When a line in the entries contains the word "hand", copy that line in full.

※

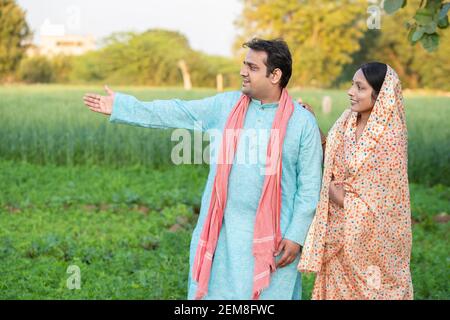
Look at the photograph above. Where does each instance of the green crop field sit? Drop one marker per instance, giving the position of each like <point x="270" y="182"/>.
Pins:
<point x="77" y="190"/>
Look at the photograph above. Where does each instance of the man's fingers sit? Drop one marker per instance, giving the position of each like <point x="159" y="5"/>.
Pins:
<point x="108" y="90"/>
<point x="93" y="104"/>
<point x="285" y="260"/>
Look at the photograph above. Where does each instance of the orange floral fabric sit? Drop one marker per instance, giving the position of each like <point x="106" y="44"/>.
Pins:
<point x="362" y="251"/>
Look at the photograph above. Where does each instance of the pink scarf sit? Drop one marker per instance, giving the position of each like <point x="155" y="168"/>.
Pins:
<point x="267" y="233"/>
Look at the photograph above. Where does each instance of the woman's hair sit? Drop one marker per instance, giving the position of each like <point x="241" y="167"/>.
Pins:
<point x="375" y="72"/>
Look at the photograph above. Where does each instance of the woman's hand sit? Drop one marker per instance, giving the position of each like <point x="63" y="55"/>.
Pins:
<point x="337" y="194"/>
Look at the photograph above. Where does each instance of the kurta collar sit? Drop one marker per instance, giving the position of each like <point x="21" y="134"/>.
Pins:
<point x="265" y="105"/>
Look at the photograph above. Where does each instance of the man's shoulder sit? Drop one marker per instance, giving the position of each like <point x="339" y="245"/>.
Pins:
<point x="302" y="116"/>
<point x="229" y="95"/>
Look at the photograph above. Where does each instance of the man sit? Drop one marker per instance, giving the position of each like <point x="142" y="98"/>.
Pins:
<point x="233" y="201"/>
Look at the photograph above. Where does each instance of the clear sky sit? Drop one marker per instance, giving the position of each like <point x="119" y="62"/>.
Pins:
<point x="208" y="24"/>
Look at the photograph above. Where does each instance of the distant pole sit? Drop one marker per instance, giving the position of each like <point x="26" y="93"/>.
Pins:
<point x="185" y="73"/>
<point x="327" y="105"/>
<point x="219" y="81"/>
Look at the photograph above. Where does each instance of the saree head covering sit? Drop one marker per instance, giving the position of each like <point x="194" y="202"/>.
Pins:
<point x="362" y="251"/>
<point x="267" y="234"/>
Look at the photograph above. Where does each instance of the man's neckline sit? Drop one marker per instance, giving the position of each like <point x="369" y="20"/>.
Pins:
<point x="264" y="105"/>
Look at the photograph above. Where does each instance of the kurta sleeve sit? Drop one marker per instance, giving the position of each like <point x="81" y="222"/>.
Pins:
<point x="309" y="177"/>
<point x="200" y="114"/>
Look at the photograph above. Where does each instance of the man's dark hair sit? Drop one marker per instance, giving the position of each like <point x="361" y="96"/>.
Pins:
<point x="278" y="56"/>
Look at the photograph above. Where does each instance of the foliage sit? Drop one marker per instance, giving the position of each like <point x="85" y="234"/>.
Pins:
<point x="431" y="16"/>
<point x="14" y="31"/>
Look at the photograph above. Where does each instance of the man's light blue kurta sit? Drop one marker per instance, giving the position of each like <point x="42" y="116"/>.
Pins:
<point x="232" y="269"/>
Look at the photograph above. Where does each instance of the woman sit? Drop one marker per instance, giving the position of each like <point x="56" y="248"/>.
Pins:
<point x="359" y="243"/>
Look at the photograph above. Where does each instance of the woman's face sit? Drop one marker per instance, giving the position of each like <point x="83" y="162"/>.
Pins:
<point x="360" y="94"/>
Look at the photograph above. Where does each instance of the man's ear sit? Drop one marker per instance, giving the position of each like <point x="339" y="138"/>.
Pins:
<point x="275" y="76"/>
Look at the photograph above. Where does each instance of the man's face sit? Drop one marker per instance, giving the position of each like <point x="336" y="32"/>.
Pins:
<point x="255" y="82"/>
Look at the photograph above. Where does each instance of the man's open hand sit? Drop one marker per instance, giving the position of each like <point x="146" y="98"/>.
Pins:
<point x="290" y="250"/>
<point x="98" y="103"/>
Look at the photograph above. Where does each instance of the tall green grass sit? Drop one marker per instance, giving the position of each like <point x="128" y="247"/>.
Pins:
<point x="50" y="125"/>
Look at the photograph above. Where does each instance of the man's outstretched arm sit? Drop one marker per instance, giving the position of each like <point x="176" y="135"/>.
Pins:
<point x="200" y="114"/>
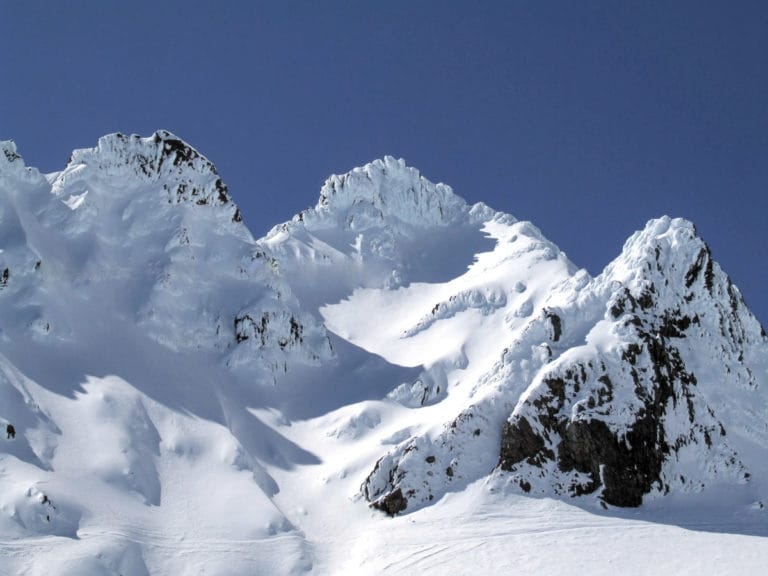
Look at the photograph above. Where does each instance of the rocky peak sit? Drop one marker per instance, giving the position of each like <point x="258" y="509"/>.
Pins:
<point x="383" y="192"/>
<point x="162" y="159"/>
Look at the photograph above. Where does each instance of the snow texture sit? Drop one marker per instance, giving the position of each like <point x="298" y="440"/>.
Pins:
<point x="390" y="365"/>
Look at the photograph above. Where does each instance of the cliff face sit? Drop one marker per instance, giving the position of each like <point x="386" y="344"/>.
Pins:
<point x="652" y="381"/>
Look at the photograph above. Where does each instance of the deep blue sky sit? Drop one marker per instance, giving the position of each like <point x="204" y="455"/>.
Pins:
<point x="586" y="118"/>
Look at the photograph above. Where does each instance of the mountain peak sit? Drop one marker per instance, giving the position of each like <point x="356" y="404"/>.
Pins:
<point x="383" y="190"/>
<point x="162" y="159"/>
<point x="12" y="162"/>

※

◆ **WRITTEN ANSWER**
Look at the photograph above. Where does each instance of the woman's hand sit? Drop one marker per instance, giving the position of each like <point x="63" y="55"/>.
Look at the photograph above. Where does each instance of the man's open hand sit? Drop one marker per instance, giving the position of each like <point x="146" y="98"/>.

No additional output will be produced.